Continue the passage on CPU benchmarks of ik_llama.cpp, beginning right after its final sentence.

## PASSAGE SHOWN

**********

If you're shipping a small tool-calling LLM on CPU today, you ship Gemma.
Surprise #5: ik_llama.cpp wins on prompt eval, then breaks the headline feature
ik_llama.cpp is ikawrakow's CPU-tuned fork — he's a core llama.cpp dev, and the fork ships AVX2-specific IQK matmul kernels plus IQK Flash Attention. Published benchmark: ~2× faster on AVX2 Xeon.
On my hardware, on Qwen:
| Metric | stock | ik_llama | Δ |
|---|---|---|---|
| prompt tok/s | 35.85 | 58.08 | 1.62× faster |
| gen tok/s | 9.79 | 8.37 | 0.85× (slower) |
| p50 latency | 13,739 ms | 8,977 ms | 1.53× faster |
| overall_pass | 91.4 % | 82.9 % | −8.6 pp |
| simple | 95 % | 100 % | +5 pp |
| parallel | 80 % | 0 % | −80 pp |
The win is in prompt eval, not generation — and tool-calling prompts include the tool schemas, so prompt eval matters a lot. But parallel tool calls collapse entirely on both Qwen and Gemma (gemma same pattern, 100 % → 0 %), and Phi-4-mini doesn't load at all (tied-embeddings tensor layout not supported in ik_llama master). It's a real speedup with hard coverage gaps.

**********

[Point-per-instance localization data]
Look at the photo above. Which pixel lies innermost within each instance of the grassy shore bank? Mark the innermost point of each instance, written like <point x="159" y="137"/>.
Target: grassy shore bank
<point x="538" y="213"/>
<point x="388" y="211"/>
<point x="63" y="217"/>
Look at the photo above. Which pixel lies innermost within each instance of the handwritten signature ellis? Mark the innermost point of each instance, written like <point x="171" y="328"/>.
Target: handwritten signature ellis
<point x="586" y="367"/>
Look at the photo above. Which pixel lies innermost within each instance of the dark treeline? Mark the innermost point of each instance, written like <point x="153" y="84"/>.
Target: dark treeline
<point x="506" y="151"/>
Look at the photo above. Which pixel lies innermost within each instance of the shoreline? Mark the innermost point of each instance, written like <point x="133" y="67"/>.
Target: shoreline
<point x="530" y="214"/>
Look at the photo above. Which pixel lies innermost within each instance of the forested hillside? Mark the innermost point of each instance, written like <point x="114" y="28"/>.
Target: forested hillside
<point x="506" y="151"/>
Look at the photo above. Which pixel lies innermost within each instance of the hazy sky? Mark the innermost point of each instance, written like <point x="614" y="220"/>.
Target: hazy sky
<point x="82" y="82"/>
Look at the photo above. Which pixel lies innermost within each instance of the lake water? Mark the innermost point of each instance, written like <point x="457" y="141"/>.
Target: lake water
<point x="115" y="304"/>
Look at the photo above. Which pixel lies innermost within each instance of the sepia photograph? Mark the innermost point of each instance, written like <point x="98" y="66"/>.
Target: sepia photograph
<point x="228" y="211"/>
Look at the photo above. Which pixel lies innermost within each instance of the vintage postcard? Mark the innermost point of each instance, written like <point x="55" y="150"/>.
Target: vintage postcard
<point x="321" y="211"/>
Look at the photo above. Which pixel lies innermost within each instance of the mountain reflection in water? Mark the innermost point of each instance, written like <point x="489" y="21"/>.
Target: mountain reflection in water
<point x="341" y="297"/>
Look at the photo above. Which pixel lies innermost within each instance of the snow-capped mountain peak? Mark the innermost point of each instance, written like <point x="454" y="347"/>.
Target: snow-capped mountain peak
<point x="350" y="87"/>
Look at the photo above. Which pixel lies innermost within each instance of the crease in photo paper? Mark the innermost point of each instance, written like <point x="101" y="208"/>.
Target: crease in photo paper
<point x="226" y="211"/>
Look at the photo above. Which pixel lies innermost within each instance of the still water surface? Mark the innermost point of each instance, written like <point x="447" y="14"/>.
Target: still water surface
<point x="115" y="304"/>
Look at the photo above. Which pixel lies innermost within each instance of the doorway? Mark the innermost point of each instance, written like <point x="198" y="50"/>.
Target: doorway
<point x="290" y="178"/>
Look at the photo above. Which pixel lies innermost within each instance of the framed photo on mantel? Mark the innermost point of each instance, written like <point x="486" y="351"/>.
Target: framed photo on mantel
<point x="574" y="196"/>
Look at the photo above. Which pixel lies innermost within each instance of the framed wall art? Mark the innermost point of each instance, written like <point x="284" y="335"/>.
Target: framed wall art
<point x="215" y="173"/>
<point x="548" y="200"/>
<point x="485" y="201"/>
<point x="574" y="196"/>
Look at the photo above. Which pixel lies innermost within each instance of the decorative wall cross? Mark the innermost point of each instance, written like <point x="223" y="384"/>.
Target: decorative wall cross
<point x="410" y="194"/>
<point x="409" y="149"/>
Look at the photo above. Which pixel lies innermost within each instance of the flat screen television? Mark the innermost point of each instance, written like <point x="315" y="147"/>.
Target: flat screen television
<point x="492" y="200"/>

**********

## TASK OUTPUT
If you don't need parallel tool calls, and you only run Qwen or Gemma, ik_llama is worth a look. For our actual ship target (Gemma + parallel calls intact), it's a hard veto.
What I actually shipped
Same as where I started. Stock llama.cpp:full. Gemma-4-E4B-it at Q4_K_M. FP16 KV. --jinja --reasoning off --reasoning-budget 0. No quantized KV cache. No draft model. No fork. No alternative engine.
The interesting wins all live elsewhere:
- A larger target model (where speculative decoding actually pays off).
- A wider/multi-socket CPU with AMX (where vLLM's NUMA story kicks in).
- A different hardware shape — GPU, or Apple Silicon with the
PippBauda/llama.cpp-turboquant-mtpMetal fork. - Long contexts (32 K–128 K) where TurboQuant's KV memory savings become real.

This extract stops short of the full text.